*DIRECTIVE*
Please pick out and copy every line of the records that contains the string "return".

*GIVEN ENTRIES*
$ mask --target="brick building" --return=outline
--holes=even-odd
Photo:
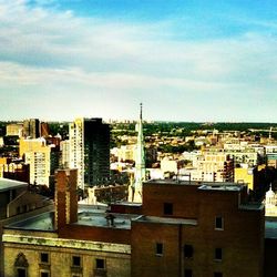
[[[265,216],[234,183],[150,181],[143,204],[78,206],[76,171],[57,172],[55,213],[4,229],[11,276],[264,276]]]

* * *

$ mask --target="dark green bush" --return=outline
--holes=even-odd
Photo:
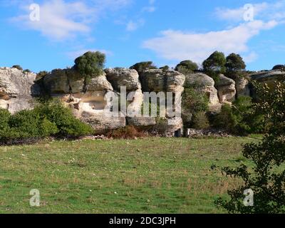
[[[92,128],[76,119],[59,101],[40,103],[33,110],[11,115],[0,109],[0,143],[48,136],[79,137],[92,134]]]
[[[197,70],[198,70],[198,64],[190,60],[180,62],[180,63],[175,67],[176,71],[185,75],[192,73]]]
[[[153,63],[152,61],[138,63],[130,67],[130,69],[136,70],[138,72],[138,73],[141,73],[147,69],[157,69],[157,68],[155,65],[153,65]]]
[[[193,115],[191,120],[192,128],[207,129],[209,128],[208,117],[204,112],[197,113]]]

*WORKED SOLUTION*
$ mask --target="brick building" --return=outline
$ mask --target="dark green bush" --return=outline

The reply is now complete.